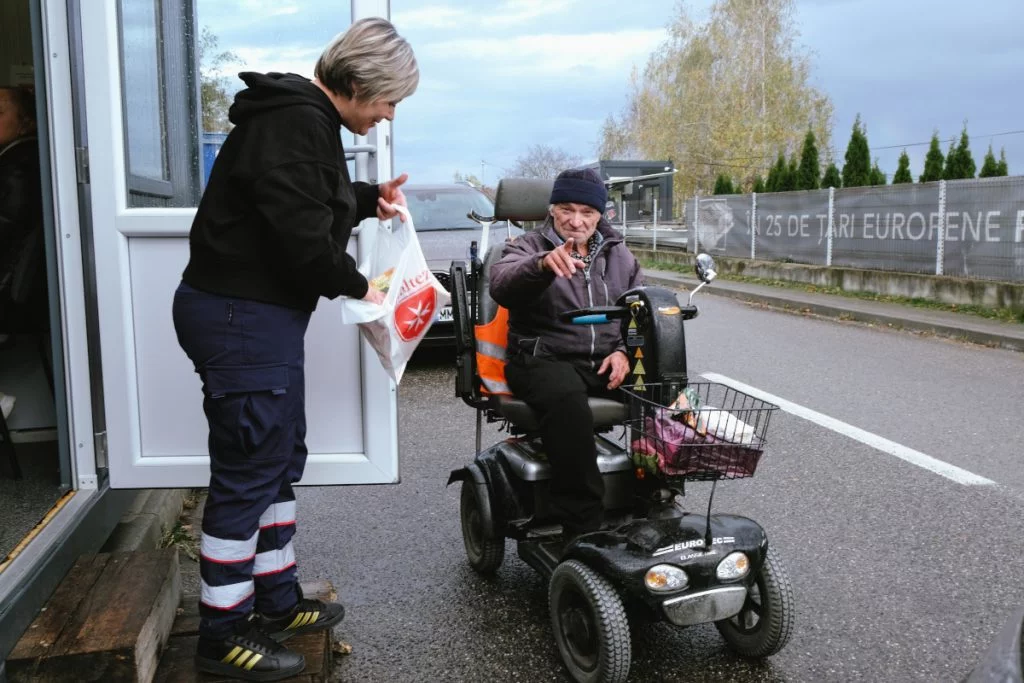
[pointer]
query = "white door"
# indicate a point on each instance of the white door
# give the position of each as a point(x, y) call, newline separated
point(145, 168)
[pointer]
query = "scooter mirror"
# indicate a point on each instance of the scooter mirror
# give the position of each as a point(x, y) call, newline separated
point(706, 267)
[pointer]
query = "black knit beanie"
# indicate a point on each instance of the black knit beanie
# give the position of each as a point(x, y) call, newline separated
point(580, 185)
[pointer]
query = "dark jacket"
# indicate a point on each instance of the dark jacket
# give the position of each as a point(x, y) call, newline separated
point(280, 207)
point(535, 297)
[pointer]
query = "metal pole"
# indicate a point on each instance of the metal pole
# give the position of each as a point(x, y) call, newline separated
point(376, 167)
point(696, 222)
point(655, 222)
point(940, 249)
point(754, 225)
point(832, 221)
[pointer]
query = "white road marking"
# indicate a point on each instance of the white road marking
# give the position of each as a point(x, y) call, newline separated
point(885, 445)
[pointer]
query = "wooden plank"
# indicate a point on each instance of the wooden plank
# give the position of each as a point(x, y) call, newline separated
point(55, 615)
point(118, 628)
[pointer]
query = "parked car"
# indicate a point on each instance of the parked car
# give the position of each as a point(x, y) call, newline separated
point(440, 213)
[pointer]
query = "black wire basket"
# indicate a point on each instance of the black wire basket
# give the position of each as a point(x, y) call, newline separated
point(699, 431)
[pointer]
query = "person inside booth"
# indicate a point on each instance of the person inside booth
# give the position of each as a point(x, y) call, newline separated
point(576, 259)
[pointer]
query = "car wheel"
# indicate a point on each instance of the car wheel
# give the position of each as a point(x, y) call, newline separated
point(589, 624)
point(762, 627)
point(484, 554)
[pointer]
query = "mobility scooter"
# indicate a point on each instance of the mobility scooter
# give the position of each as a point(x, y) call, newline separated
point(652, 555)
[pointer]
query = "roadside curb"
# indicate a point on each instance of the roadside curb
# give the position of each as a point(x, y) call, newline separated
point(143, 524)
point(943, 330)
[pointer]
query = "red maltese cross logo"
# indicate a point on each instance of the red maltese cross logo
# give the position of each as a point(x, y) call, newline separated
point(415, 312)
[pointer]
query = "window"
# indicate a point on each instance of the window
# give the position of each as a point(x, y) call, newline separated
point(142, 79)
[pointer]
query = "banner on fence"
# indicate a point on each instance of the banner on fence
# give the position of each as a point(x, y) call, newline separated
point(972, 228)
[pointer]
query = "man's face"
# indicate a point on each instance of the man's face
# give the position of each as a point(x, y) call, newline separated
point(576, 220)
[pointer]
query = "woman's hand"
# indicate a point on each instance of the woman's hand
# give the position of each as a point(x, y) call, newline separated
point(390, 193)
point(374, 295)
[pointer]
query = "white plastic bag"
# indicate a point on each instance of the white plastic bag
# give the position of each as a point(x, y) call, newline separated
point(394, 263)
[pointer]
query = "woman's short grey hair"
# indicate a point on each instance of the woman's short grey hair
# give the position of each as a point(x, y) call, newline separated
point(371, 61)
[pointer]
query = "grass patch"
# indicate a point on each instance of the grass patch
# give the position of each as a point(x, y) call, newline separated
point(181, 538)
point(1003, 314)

## Exercise brief
Please output exactly the lines between the one holding "# indicate a point on each instance of the wooden" and the one holding "# indicate a point on each instance of the man's" in the records above, inclusive, and nothing more.

## Task response
# indicate a point on each instance of the wooden plank
# give the position of each as a point(x, y) call, newline separated
point(55, 615)
point(118, 628)
[pointer]
query = "parked car"
# indicate a point on each instance of the parked car
# give the position of each as a point(x, y) call, newline separated
point(440, 213)
[pointer]
query = "black wire basket"
# indicate a point on each instance of the black wire basket
# give the position of each as a point(x, y) call, newline separated
point(699, 431)
[pointer]
query = "person inside booth"
# indicate a point on each instance of the person inside booth
# give the position of each as a point(x, y) call, newline separated
point(576, 259)
[pointer]
query = "car wheel"
# indicate a point on each instance of the car wheel
# give the position of each as a point(x, y) call, newline separated
point(589, 624)
point(762, 627)
point(484, 554)
[pointer]
query = "mobility scooter"
# indicate a point on each instance of the mobility scooter
# give the position of each as a point(x, y) call, newline separated
point(652, 555)
[pointer]
query = "roadside curb"
# indicate a point on each instance of the roadside curb
# give the position of each as a point(x, y) call, newline separated
point(143, 524)
point(943, 330)
[pointer]
query = "red maltese cross logo"
# indicate a point on each instance of the red maltese cross logo
# give the position of each as a point(x, y) call, newline separated
point(415, 312)
[pointer]
query = "window"
# indicate a point on each instance of the window
# give the position of each as a point(x, y) call, newline separated
point(142, 79)
[pointer]
query = "banner on fence"
# indicate a point on each instance of the banner on fence
# give the position of each as a point(x, y) call, newline separated
point(972, 228)
[pointer]
query = "man's face"
# indicate a point on each instance of the man's face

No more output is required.